**Document text**
↓
Fowler, 578 F.3d at 210-211 (quotations and citations omitted.)

"A claim has facial plausibility when the plaintiff pleads factual content that allows the court to draw the reasonable inference that the defendant is liable for the misconduct alleged." Iqbal, 129 S. Ct. at 1949; see also Gelman v. State Farm Mut. Auto. Ins. Co., 583 F.3d 187, 190 (3d Cir. 2009), andMayer v. Belichick, 605 F.3d 223, 230 (3d Cir. 2010). "Determining whether a complaint states a plausible claim for relief will . . . be a context-specific task that requires the reviewing court to draw on its judicial experience and common sense." Brokerage Antitrust, 618 F.3d at 361, quoting Iqbal, 129 S. Ct. at 1950. A complaint should not be dismissed even if it seems unlikely the plaintiff can prove the facts alleged in the complaint or will ultimately prevail on the merits. TheTwombly pleading standard "does not impose a probability requirement at the pleading stage, but instead simply calls for enough facts to raise a reasonable expectation that discovery will reveal evidence of the necessary element." McTernan v. City of York, 564 F.3d 636, 646 (3d Cir. 2009) (internal quotations omitted.)
↑
**Supplied records**
↓
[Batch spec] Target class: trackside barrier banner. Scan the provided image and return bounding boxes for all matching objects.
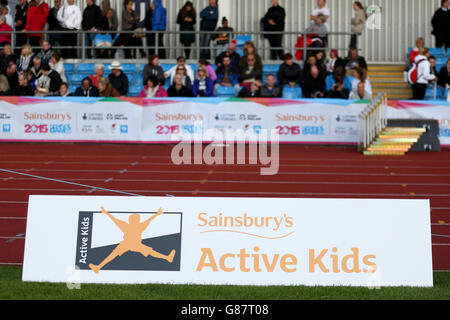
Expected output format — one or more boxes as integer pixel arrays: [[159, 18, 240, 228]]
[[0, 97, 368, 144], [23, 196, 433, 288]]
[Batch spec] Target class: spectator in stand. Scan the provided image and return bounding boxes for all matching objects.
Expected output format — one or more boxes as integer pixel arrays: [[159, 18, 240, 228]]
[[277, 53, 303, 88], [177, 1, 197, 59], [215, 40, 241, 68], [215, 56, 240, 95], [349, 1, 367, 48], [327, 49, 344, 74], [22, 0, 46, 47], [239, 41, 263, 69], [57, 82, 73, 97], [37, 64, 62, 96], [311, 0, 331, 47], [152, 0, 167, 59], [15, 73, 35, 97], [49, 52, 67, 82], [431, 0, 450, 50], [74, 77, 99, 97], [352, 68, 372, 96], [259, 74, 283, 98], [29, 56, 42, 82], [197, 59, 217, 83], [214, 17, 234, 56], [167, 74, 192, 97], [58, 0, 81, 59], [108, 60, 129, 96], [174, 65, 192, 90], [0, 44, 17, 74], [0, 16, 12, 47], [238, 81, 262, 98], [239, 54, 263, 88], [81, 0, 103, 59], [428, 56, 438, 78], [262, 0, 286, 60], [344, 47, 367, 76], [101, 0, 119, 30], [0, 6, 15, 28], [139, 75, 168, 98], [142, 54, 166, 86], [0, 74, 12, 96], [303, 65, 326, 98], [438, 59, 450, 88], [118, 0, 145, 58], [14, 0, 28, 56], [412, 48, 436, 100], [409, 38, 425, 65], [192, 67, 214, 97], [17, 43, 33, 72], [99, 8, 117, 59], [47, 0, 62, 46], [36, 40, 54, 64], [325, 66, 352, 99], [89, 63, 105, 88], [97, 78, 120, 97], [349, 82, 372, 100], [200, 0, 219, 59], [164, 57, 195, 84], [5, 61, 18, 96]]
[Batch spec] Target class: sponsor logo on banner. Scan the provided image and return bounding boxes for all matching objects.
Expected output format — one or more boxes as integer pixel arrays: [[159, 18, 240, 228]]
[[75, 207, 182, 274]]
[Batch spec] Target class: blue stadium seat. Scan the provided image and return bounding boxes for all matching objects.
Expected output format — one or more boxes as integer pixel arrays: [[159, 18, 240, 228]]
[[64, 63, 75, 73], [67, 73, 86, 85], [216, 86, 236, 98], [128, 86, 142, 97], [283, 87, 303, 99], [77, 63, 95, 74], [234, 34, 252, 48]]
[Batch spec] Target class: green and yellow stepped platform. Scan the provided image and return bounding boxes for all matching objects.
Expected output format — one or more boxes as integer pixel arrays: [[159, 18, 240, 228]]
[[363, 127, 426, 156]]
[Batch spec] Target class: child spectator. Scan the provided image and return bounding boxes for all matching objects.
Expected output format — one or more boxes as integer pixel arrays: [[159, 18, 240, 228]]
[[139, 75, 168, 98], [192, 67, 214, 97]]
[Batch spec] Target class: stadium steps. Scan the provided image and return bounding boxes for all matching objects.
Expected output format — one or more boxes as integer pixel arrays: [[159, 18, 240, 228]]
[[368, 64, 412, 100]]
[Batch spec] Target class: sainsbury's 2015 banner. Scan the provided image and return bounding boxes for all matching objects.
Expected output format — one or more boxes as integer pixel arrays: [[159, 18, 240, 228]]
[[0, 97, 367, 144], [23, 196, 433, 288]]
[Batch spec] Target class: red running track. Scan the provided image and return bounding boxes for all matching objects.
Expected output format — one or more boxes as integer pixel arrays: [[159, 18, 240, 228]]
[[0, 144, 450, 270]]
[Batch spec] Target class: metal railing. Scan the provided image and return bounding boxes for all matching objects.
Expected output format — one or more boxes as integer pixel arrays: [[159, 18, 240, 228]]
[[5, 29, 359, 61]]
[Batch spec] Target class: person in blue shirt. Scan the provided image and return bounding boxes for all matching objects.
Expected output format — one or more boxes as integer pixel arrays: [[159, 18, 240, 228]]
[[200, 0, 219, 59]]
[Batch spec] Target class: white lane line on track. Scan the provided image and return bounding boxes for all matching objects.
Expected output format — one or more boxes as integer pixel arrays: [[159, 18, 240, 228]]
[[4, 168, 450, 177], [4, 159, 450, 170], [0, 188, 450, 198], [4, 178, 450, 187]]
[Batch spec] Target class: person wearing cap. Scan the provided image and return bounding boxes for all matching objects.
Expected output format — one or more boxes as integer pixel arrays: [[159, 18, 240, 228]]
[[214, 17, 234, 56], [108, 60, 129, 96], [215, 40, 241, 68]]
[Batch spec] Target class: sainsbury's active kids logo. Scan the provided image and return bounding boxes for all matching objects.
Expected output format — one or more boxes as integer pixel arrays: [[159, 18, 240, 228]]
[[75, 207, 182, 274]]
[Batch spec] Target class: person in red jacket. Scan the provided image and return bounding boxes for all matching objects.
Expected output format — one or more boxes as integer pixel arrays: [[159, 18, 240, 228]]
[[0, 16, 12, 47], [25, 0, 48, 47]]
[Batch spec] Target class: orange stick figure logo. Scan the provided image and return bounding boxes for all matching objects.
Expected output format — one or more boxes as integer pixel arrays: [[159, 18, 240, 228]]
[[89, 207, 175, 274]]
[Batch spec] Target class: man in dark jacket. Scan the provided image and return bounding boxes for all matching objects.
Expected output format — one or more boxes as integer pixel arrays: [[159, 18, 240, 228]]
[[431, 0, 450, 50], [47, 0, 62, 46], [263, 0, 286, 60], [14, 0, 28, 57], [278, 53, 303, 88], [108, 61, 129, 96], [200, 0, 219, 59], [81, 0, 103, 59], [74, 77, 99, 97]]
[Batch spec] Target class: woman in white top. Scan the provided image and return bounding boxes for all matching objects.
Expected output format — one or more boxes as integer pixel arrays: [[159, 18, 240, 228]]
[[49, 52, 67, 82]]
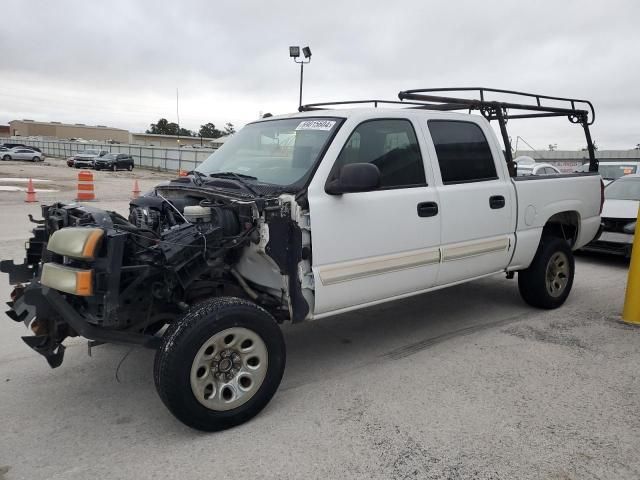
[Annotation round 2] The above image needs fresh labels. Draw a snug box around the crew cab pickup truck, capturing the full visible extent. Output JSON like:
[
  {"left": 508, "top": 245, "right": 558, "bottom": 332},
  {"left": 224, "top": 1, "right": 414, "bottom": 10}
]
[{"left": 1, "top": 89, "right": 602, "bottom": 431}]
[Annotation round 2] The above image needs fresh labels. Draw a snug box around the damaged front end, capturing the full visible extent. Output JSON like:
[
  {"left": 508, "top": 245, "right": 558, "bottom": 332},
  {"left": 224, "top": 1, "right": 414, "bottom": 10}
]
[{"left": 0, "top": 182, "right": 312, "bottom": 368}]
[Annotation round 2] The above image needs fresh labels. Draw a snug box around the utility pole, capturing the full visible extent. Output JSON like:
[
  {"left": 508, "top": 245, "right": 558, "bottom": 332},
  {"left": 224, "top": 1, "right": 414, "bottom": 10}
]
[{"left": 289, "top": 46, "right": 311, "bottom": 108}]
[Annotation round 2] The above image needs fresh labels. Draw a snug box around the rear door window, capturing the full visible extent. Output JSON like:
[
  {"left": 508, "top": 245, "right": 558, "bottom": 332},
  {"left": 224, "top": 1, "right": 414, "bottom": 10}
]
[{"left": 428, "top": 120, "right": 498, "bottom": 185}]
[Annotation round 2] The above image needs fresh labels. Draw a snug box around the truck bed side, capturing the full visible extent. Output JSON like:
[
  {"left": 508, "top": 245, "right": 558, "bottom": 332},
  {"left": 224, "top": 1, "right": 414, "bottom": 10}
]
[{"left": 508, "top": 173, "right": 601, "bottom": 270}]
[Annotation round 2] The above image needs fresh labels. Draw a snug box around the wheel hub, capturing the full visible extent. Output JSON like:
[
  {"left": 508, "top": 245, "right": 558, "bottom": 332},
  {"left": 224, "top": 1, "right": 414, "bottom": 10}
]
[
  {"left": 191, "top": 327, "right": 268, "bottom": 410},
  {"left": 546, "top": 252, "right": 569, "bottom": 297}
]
↑
**Tasks to complete**
1. Do the statements below agree with the passage on pleading standards? Give yes or no for each and quote the deciding words.
(a) A complaint should be dismissed if it seems unlikely that the plaintiff will ultimately prevail on the merits.
(b) Deciding whether a complaint states a plausible claim depends on context.
(c) The pleading standard imposes a probability requirement at the pleading stage.
2. Summarize the passage on pleading standards in two sentences.
3. Write the next part of the passage on pleading standards, picking up where it stops.

**The results**
1.
(a) No: "A complaint should not be dismissed even if it seems unlikely the plaintiff can prove the facts alleged in the complaint or will ultimately prevail on the merits."
(b) Yes: "be a context-specific task that requires the reviewing court to draw on its judicial experience and common sense."
(c) No: "does not impose a probability requirement at the pleading stage."

2. A claim is facially plausible when the plaintiff pleads facts that let the court reasonably infer the defendant is liable, and judging plausibility is a context-specific task that draws on judicial experience and common sense. A complaint should not be dismissed merely because the plaintiff seems unlikely to prove the facts or to prevail, since the standard calls only for enough facts to raise a reasonable expectation that discovery will reveal evidence of the necessary element.

3.
IV. DISCUSSION

A. FLSA Law Pertaining to Claims of Retaliation

The FLSA includes an anti-retaliation provision that makes it unlawful for an employer

to discharge or in any other manner discriminate against an employee because such employee has filed any complaint or instituted or caused to being instituted any proceeding under or related to this chapter, or has testified or is about to testify in any such proceeding, or has served or is about to serve on an industry committee.
29 U.S.C. § 215(a)(3).

Neither Defendant argues that it is not an "employer" subject to the overtime provisions of the FLSA. See 29 U.S.C. §§ 203(d) and 207(a)(1).

To survive a motion to dismiss a claim of unlawful discriminatory retaliation under the FLSA, the employee must plead the elements of such a claim: (1) he engaged in a protected activity, i.e., one of those listed in Section 215(a)(3) (or the employer erroneously believed he had engaged in such activity); (2) the employer took adverse action against him either contemporaneously with or subsequent to the protected activity; and (3) a causal connection existed between the activity and the employer's action. Wildi v. Alle-Kiski Med. Ctr., 659 F. Supp.2d 640, 664 (W.D. Pa. 2009).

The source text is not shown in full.